▶ _Selected extract_:
--- --- ---
# Property Compensation Consultants



## henton49er (23 Jan 2018)

I have received a letter from this company offering to obtain a Wayleave payment from my local electricity company who own the high voltage line crossing my land. They say that they will do this, of course, on a no win - no fee basis and take a 20%+VAT cut in any money received.

Does anyone here know of this company? Are they a bona fide organisation? Why are they offering this now, given that I have lived in the same house for 11 years or so? It sounds a bit like PPI claims companies. Their web site looks professional, but it would, wouldn't it.

Any advice or tales of dealing with them would be welcome.


----------



## NazNomad (23 Jan 2018)

Just contact Western Power Distribution and tell them that you believe you're entitled to a wayleave payment for an 'oversail' on your property. It's not much, but why give a third party a piece of it?


----------



## NazNomad (23 Jan 2018)

Hmm, you're right on the border of the WPD area, not sure if your distributor is SP Energy Networks.

... it's one of those, anyway. :-D


----------



## Cordy (23 Jan 2018)

About 15 years ago I got some compensation for a pole and power cables on some land that I own -- wayleave stuff like your post 
Not much; it was a lump sum or I could have received an annual fee -- looking back I wish I hadn't bothered  

Some other land has a telecom mast on it, for which I get rent; Occasionally I get unsolicited offers to buy the land off me -- I just ignore them

edit: then you need to check if your property is freehold or leasehold etc


----------



## Brandlin (24 Jan 2018)

you'll get significantly more in wayleave if you have actual assets on your land that the power companies need access to (towers, sub station etc). But then that would almost certainly have been sorted out when the assets were installed.

as naz said an oversail would be small, unless you are in a critical area where access may be needed for something like restringing. but its really not a difficult process. just call the powercompany 

there area few 3rd party companies about, mostly a lawyer and a phone with a set of standard pre printed letters and forms they send off.


----------



## MrTeroo (24 Jan 2018)

Try Thomson Broadbent, they are doing ours at the moment.


----------



## MikeG. (24 Jan 2018)

Thomson Broadbent wrote to me unsolicited a number of times despite being told that A/ the power lines in question weren't on or over my land, and B/ I didn't want to be on their mailing list. 

"_Was the fin on your back part of the deal?_"....


----------



## bugbear (24 Jan 2018)

MikeG.":26hxqgi8 said:


> "_Was the fin on your back part of the deal?_"....


Yay!

BugBear


----------



## Geoff_S (24 Jan 2018)

Hi Mike

I know nothing about wayleave, but that bug thing on your profile is really cool, it had me fooled


----------



## henton49er (24 Jan 2018)

NazNomad":9ju1pfzj said:


> Hmm, you're right on the border of the WPD area, not sure if your distributor is SP Energy Networks.
> 
> ... it's one of those, anyway. :-D



We are Scottish Power, just had to call them today as we had a three hour power cut!!

Property Compensation Consultants claim that payment are usually between 1% and 2% of the value of your property and that any historic payments (even if made on the basis of a single payment for all time) need to be reviewed and updated to reflect current practice and values. It all seems a bit silly to me.


----------



## henton49er (24 Jan 2018)
--- --- ---
▶ _Exercise description_: Reproduce the stretch of the wayleave thread from "edit: then you" through "assets were installed.".

▶ _Coordinate annotation entries_:
--- --- ---
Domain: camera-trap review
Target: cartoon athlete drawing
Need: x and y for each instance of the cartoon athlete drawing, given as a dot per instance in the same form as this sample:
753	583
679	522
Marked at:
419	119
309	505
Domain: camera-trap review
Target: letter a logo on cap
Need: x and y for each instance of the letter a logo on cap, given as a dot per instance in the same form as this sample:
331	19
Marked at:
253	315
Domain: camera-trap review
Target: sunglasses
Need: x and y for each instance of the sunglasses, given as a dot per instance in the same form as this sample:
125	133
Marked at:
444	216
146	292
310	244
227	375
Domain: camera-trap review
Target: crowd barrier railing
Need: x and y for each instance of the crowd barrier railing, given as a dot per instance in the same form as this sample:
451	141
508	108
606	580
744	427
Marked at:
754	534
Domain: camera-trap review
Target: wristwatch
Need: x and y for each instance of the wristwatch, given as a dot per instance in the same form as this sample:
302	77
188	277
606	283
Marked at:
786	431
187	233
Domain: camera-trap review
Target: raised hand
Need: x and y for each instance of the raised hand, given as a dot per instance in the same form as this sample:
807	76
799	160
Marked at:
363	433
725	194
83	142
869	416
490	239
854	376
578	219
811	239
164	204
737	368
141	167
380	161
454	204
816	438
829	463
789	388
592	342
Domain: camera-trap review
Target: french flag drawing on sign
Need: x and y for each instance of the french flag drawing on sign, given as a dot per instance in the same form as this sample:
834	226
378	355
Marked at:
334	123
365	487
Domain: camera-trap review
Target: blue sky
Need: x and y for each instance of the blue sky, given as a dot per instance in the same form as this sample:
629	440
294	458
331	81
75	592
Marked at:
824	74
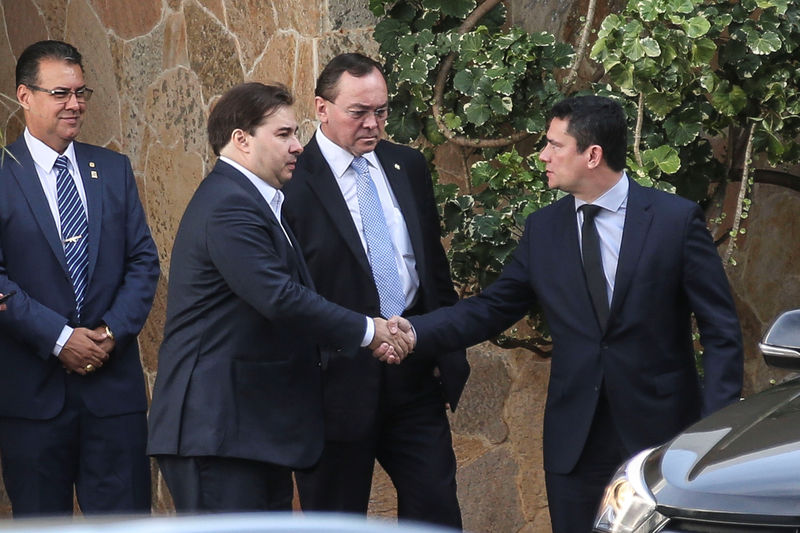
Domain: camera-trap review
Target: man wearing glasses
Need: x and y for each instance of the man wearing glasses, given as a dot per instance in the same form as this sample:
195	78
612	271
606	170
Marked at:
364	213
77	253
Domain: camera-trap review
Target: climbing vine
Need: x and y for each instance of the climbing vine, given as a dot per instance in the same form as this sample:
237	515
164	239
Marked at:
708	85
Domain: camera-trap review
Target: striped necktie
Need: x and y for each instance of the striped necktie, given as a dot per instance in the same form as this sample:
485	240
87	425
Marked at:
--- --- ---
▶ _Worked solution_:
edit: then you need to check if your property is freehold or leasehold etc


----------



## Brandlin (24 Jan 2018)

you'll get significantly more in wayleave if you have actual assets on your land that the power companies need access to (towers, sub station etc). But then that would almost certainly have been sorted out when the assets were installed.